• What is needed: The listing below is to be copied exactly, with pictures excluded.

• Records to use:
——
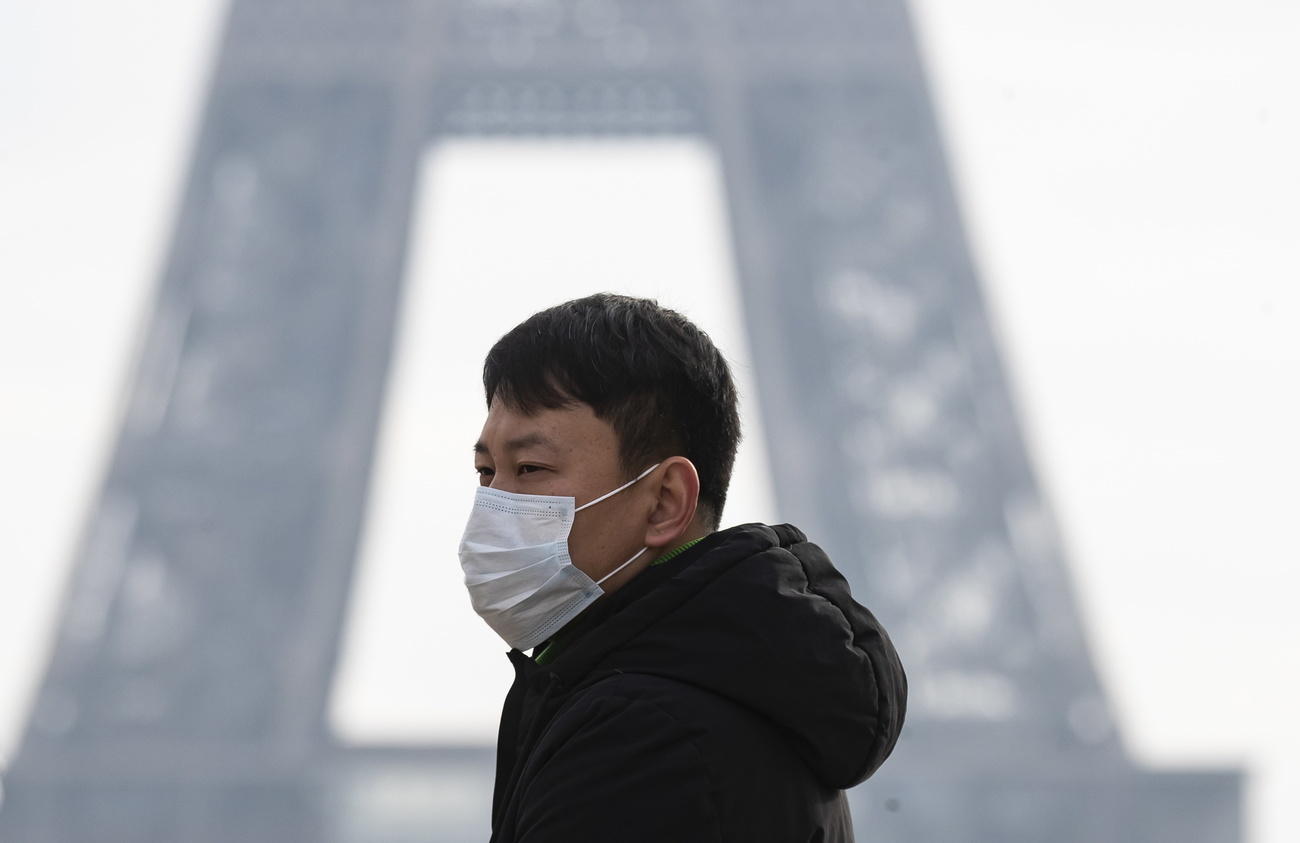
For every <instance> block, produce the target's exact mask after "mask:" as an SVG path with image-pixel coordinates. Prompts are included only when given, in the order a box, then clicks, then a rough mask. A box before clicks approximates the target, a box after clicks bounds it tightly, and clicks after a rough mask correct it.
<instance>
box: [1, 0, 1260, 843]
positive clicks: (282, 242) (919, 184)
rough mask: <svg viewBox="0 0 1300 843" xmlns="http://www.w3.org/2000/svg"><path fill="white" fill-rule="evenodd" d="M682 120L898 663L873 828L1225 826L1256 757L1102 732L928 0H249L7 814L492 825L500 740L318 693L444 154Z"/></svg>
——
• Response for this exercise:
For every <instance> block, produce the target's exact mask after "mask:" as an SVG path with image-pixel coordinates. Prompts are included only when given, in the order a box, then clicks, then a rough mask. A box before clicks approximates the target, a box after clicks bounds it tightly, and clicks after a rough mask correct it.
<instance>
box: [1, 0, 1260, 843]
positive clicks: (282, 242) (919, 184)
rough mask: <svg viewBox="0 0 1300 843" xmlns="http://www.w3.org/2000/svg"><path fill="white" fill-rule="evenodd" d="M682 120L898 663L873 828L1225 826L1256 757L1102 732L928 0H249L7 814L492 825L500 740L318 693L444 154Z"/></svg>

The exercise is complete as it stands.